• **WHAT TO PRODUCE**
Can you convert the material below into a Markdown table with the columns Row and Line, starting at the line containing "Select patterned fabric" and ending at the last line of the material? Number each row and leave out any blank lines.

(Stored records)
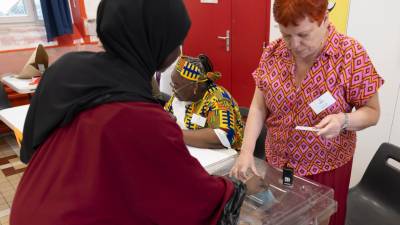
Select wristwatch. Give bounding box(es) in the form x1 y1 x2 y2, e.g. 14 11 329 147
342 113 349 130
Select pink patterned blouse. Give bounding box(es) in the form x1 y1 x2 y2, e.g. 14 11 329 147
253 25 384 176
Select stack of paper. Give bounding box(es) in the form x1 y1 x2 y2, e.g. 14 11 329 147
187 146 237 174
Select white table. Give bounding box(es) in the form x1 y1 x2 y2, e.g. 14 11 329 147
0 105 237 174
0 105 29 149
1 73 37 94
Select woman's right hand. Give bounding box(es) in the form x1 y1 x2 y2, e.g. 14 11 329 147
229 152 260 181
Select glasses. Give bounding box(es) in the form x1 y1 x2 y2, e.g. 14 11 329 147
169 82 193 93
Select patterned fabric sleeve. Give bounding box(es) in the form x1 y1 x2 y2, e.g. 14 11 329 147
344 40 384 108
164 97 174 113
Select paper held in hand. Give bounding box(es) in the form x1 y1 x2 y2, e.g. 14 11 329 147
294 126 319 132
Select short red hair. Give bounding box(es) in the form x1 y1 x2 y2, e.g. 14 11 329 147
273 0 328 27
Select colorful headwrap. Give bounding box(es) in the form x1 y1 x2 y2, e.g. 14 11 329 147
175 56 221 83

• **REPLY**
| Row | Line |
|---|---|
| 1 | Select patterned fabric sleeve. Give bounding box(es) in the form x1 y1 x2 y2, e.g. 14 11 329 147 |
| 2 | 344 40 384 108 |
| 3 | 164 97 174 113 |
| 4 | Select paper held in hand. Give bounding box(es) in the form x1 y1 x2 y2, e.g. 14 11 329 147 |
| 5 | 294 126 319 132 |
| 6 | Select short red hair. Give bounding box(es) in the form x1 y1 x2 y2, e.g. 14 11 329 147 |
| 7 | 273 0 328 27 |
| 8 | Select colorful headwrap. Give bounding box(es) in the form x1 y1 x2 y2, e.g. 14 11 329 147 |
| 9 | 175 56 221 83 |